##### SOURCE MATERIAL #####

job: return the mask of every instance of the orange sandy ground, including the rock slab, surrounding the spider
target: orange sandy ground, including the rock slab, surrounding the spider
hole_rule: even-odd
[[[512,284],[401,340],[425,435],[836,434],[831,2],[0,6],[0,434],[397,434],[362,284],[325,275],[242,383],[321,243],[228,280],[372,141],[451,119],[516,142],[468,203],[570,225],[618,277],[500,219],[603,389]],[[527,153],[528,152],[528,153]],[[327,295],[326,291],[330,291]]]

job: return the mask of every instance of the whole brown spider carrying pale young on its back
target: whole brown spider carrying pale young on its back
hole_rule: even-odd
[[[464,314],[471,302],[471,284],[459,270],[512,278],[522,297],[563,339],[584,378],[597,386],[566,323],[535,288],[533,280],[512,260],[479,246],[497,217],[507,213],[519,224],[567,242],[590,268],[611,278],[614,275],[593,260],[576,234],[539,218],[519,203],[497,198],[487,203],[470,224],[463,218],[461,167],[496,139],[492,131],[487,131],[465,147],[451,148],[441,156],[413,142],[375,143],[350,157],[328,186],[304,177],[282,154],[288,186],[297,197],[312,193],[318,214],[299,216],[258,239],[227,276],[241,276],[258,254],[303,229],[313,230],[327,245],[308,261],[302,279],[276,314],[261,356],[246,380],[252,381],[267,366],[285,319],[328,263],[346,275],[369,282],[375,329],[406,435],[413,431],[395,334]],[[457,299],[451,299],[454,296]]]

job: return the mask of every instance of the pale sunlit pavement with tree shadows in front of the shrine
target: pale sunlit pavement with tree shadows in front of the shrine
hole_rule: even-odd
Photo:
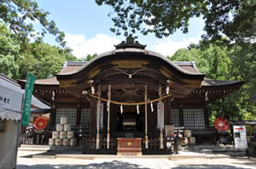
[[[167,158],[154,157],[152,155],[143,155],[129,158],[127,156],[112,155],[98,155],[99,158],[93,160],[77,159],[77,158],[32,158],[32,155],[40,155],[44,151],[19,151],[18,169],[240,169],[256,168],[256,159],[251,158],[247,160],[246,157],[240,156],[234,158],[205,158],[203,154],[196,154],[192,152],[181,152],[180,157],[187,155],[188,158],[177,158],[175,160],[168,160]],[[197,156],[196,156],[197,155]],[[148,156],[145,158],[145,156]],[[192,158],[194,156],[194,158]],[[218,156],[218,155],[216,155]],[[189,158],[190,157],[190,158]],[[203,157],[203,158],[201,158]],[[172,159],[172,158],[171,158]]]

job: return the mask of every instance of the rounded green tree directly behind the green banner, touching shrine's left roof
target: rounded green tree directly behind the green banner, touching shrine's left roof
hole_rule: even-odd
[[[63,50],[47,43],[27,43],[23,47],[24,58],[19,60],[20,78],[25,79],[31,72],[38,79],[55,76],[59,73],[65,61],[77,61],[70,50]]]

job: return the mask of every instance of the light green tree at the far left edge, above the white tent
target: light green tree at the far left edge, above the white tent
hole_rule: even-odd
[[[19,76],[17,59],[20,57],[20,44],[12,38],[6,25],[0,22],[0,73],[16,78]]]

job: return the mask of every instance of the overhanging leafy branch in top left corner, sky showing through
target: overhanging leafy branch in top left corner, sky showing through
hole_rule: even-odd
[[[64,33],[60,31],[53,20],[47,20],[49,12],[44,12],[38,7],[38,3],[32,0],[1,0],[0,1],[0,19],[9,25],[21,41],[26,42],[27,37],[31,36],[36,41],[41,41],[44,34],[49,32],[54,35],[55,41],[62,47],[65,46]],[[35,30],[28,20],[38,20],[43,26],[41,33],[34,33]]]

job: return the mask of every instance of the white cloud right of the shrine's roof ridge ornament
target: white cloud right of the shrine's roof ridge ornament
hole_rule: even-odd
[[[158,41],[157,44],[153,45],[153,50],[157,53],[163,54],[164,56],[172,56],[179,48],[187,48],[190,43],[198,43],[200,38],[189,38],[183,39],[181,42],[172,42],[170,39],[164,41]]]

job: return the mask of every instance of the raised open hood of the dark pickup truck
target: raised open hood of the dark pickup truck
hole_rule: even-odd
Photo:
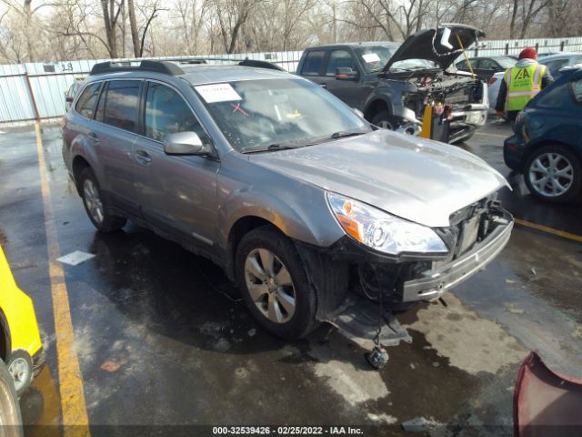
[[[450,30],[448,44],[452,48],[441,44],[443,35],[448,32],[446,29]],[[426,59],[437,63],[443,70],[446,70],[463,53],[458,44],[457,35],[460,37],[463,47],[467,49],[479,37],[485,36],[485,33],[470,25],[443,25],[437,29],[421,30],[406,38],[396,53],[388,59],[383,71],[387,72],[395,62],[406,59]]]

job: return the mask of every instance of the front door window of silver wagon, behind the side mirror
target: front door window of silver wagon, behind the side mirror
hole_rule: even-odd
[[[146,137],[164,141],[168,134],[195,132],[206,137],[206,132],[176,90],[150,82],[146,96]]]

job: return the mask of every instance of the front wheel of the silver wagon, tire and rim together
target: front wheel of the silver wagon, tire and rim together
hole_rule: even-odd
[[[246,306],[266,331],[300,339],[316,329],[316,294],[290,239],[270,226],[251,230],[236,248],[235,269]]]

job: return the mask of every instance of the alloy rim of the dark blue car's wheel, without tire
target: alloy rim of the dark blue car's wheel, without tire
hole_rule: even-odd
[[[567,192],[574,182],[574,168],[566,157],[548,152],[537,157],[529,167],[532,187],[542,196],[555,198]]]

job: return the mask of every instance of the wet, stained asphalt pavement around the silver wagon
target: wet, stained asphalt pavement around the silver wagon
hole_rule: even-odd
[[[507,125],[489,124],[461,147],[508,178],[514,190],[501,198],[517,218],[582,235],[579,205],[539,202],[510,174],[507,135]],[[329,326],[306,340],[268,335],[210,261],[131,223],[97,233],[66,174],[59,129],[45,127],[42,138],[60,254],[95,254],[64,266],[93,435],[196,424],[352,425],[400,435],[400,423],[416,417],[441,424],[435,436],[512,435],[513,385],[527,351],[582,377],[577,241],[517,226],[485,271],[447,295],[447,307],[423,303],[398,316],[413,342],[389,348],[386,368],[373,371],[364,351]],[[68,400],[59,398],[34,129],[0,135],[0,187],[0,243],[35,301],[45,346],[21,400],[26,435],[58,435],[47,425],[61,422]]]

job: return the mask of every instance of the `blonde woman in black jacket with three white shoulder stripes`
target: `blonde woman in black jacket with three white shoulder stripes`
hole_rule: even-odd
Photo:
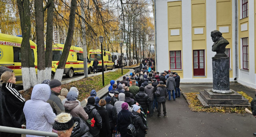
[[[6,71],[1,75],[2,89],[0,91],[0,126],[21,128],[26,122],[23,114],[25,99],[15,89],[14,73]],[[21,134],[0,132],[0,136],[20,137]]]

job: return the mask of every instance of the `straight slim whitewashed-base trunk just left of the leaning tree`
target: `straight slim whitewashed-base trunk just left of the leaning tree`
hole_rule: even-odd
[[[51,80],[52,74],[52,41],[53,41],[53,0],[48,0],[47,26],[46,26],[46,46],[45,46],[45,79]]]

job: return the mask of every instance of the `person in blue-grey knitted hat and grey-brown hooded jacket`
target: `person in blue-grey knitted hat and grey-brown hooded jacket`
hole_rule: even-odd
[[[70,113],[73,117],[83,118],[84,121],[87,121],[88,114],[84,111],[84,108],[78,105],[77,94],[75,91],[70,91],[67,94],[67,100],[64,104],[65,110],[67,113]]]

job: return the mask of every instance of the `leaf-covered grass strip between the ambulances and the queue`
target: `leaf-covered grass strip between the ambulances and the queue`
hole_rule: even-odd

#####

:: PROBLEM STATEMENT ::
Reprint every record exactly and skip the pictures.

:: TASK RESPONSE ::
job: return the mask of every instance of the orange sandy ground, including the rock slab, surrounding the spider
target: orange sandy ground, including the rock slab, surrounding the spider
hole_rule: even-odd
[[[512,284],[401,340],[425,435],[836,434],[831,2],[0,6],[0,434],[397,434],[362,284],[325,275],[242,383],[321,243],[228,280],[372,141],[451,119],[516,142],[468,203],[570,225],[618,277],[500,219],[603,389]],[[527,153],[528,152],[528,153]],[[327,295],[326,291],[330,291]]]

job: return the mask of every instance of the whole brown spider carrying pale young on its back
target: whole brown spider carrying pale young on its back
hole_rule: even-odd
[[[464,314],[471,302],[471,284],[459,270],[512,278],[522,297],[563,339],[584,378],[597,386],[566,323],[535,288],[533,280],[512,260],[479,246],[497,217],[507,213],[519,224],[567,242],[590,268],[611,278],[614,275],[593,260],[576,234],[539,218],[519,203],[497,198],[487,203],[470,224],[463,218],[461,167],[496,139],[492,131],[487,131],[465,147],[451,148],[441,156],[413,142],[375,143],[350,157],[328,186],[304,177],[282,154],[288,186],[297,197],[312,193],[318,214],[299,216],[258,239],[227,276],[241,276],[258,254],[303,229],[313,230],[327,245],[308,261],[302,279],[276,314],[261,356],[246,380],[252,381],[267,366],[285,319],[328,263],[346,275],[369,282],[375,329],[406,435],[413,431],[395,334]],[[457,299],[451,299],[454,296]]]

job: return the mask of every instance of the pale sunlit pavement with tree shadows in front of the shrine
target: pale sunlit pavement with tree shadows in front of the shrine
hole_rule: even-odd
Photo:
[[[167,158],[154,157],[152,155],[143,155],[129,158],[127,156],[112,155],[98,155],[99,158],[93,160],[77,159],[77,158],[32,158],[32,155],[40,155],[44,151],[19,151],[18,169],[240,169],[256,168],[256,159],[251,158],[247,160],[246,157],[240,156],[234,158],[205,158],[203,154],[196,154],[192,152],[181,152],[180,157],[187,155],[188,158],[177,158],[175,160],[168,160]],[[197,156],[196,156],[197,155]],[[148,156],[145,158],[145,156]],[[192,158],[194,156],[194,158]],[[218,156],[218,155],[216,155]],[[189,158],[190,157],[190,158]],[[203,157],[203,158],[201,158]],[[172,159],[172,158],[171,158]]]

job: return the mask of every instance of the rounded green tree directly behind the green banner, touching shrine's left roof
target: rounded green tree directly behind the green banner, touching shrine's left roof
hole_rule: even-odd
[[[63,50],[47,43],[27,43],[23,47],[24,58],[19,60],[20,78],[25,79],[31,72],[38,79],[55,76],[59,73],[65,61],[77,61],[70,50]]]

job: return the mask of every instance of the light green tree at the far left edge, above the white tent
target: light green tree at the far left edge, above the white tent
hole_rule: even-odd
[[[19,76],[17,59],[20,57],[20,44],[12,38],[6,25],[0,22],[0,73],[16,78]]]

job: return the mask of every instance of the overhanging leafy branch in top left corner, sky showing through
target: overhanging leafy branch in top left corner, sky showing through
hole_rule: even-odd
[[[64,33],[60,31],[53,20],[47,20],[49,12],[44,12],[38,7],[38,3],[32,0],[1,0],[0,1],[0,19],[9,25],[21,41],[26,42],[27,37],[31,36],[36,41],[41,41],[44,34],[49,32],[54,35],[55,41],[62,47],[65,46]],[[35,30],[28,20],[38,20],[43,26],[41,33],[34,33]]]

job: return the mask of every instance of the white cloud right of the shrine's roof ridge ornament
target: white cloud right of the shrine's roof ridge ornament
hole_rule: even-odd
[[[158,41],[157,44],[153,45],[153,50],[157,53],[163,54],[164,56],[172,56],[179,48],[187,48],[190,43],[198,43],[200,38],[189,38],[183,39],[181,42],[172,42],[170,39],[164,41]]]

job: return the mask of every instance of the raised open hood of the dark pickup truck
target: raised open hood of the dark pickup truck
hole_rule: even-odd
Photo:
[[[450,30],[448,44],[452,48],[441,44],[443,35],[448,32],[446,29]],[[426,59],[437,63],[443,70],[446,70],[463,53],[458,44],[457,35],[460,37],[463,47],[467,49],[479,37],[485,36],[485,33],[470,25],[443,25],[437,29],[421,30],[406,38],[396,53],[388,59],[383,71],[387,72],[395,62],[406,59]]]

job: return the mask of every instance of the front door window of silver wagon, behind the side mirror
target: front door window of silver wagon, behind the side mirror
hole_rule: even-odd
[[[146,137],[164,141],[168,134],[195,132],[206,137],[206,132],[176,90],[150,82],[146,96]]]

job: return the mask of every instance of the front wheel of the silver wagon, tire and rim together
target: front wheel of the silver wagon, tire and rim together
hole_rule: even-odd
[[[246,306],[266,331],[300,339],[316,329],[316,294],[290,239],[270,226],[251,230],[236,248],[235,269]]]

job: return the mask of every instance of the alloy rim of the dark blue car's wheel, without tire
target: alloy rim of the dark blue car's wheel, without tire
hole_rule: even-odd
[[[567,192],[574,182],[574,168],[566,157],[548,152],[537,157],[529,167],[532,187],[542,196],[555,198]]]

job: return the mask of every instance of the wet, stained asphalt pavement around the silver wagon
target: wet, stained asphalt pavement around the silver wagon
hole_rule: even-odd
[[[507,125],[489,124],[461,147],[508,178],[514,190],[501,198],[517,218],[582,235],[579,205],[539,202],[510,174],[507,135]],[[329,326],[306,340],[268,335],[210,261],[131,223],[97,233],[66,174],[59,129],[45,127],[42,138],[60,254],[95,254],[64,266],[93,435],[196,424],[352,425],[400,435],[400,423],[416,417],[441,424],[435,436],[512,435],[513,385],[527,351],[582,377],[577,241],[517,226],[485,271],[447,295],[447,307],[423,303],[398,316],[413,342],[389,348],[386,368],[373,371],[364,351]],[[68,400],[59,398],[34,129],[0,135],[0,187],[0,243],[35,301],[45,346],[21,400],[26,435],[58,435],[47,425],[61,422]]]

job: return the mask of every instance of the `blonde woman in black jacket with three white shoulder stripes`
target: `blonde woman in black jacket with three white shoulder stripes`
hole_rule: even-odd
Photo:
[[[6,71],[1,75],[2,89],[0,91],[0,126],[21,128],[26,122],[23,114],[25,99],[15,89],[14,73]],[[21,134],[0,132],[0,136],[20,137]]]

job: return the mask of every instance of the `straight slim whitewashed-base trunk just left of the leaning tree`
target: `straight slim whitewashed-base trunk just left of the leaning tree`
hole_rule: even-odd
[[[51,80],[52,74],[52,41],[53,41],[53,0],[48,0],[47,26],[46,26],[46,46],[45,46],[45,79]]]

job: return the mask of every instance of the `person in blue-grey knitted hat and grey-brown hooded jacket`
target: `person in blue-grey knitted hat and grey-brown hooded jacket`
hole_rule: even-odd
[[[70,113],[73,117],[83,118],[84,121],[87,121],[88,114],[84,111],[84,108],[78,105],[77,94],[75,91],[70,91],[67,94],[67,100],[64,104],[65,110],[67,113]]]

job: return the mask of every instance of the `leaf-covered grass strip between the ambulances and the queue`
target: `leaf-covered grass strip between the ambulances and the queue`
hole_rule: even-odd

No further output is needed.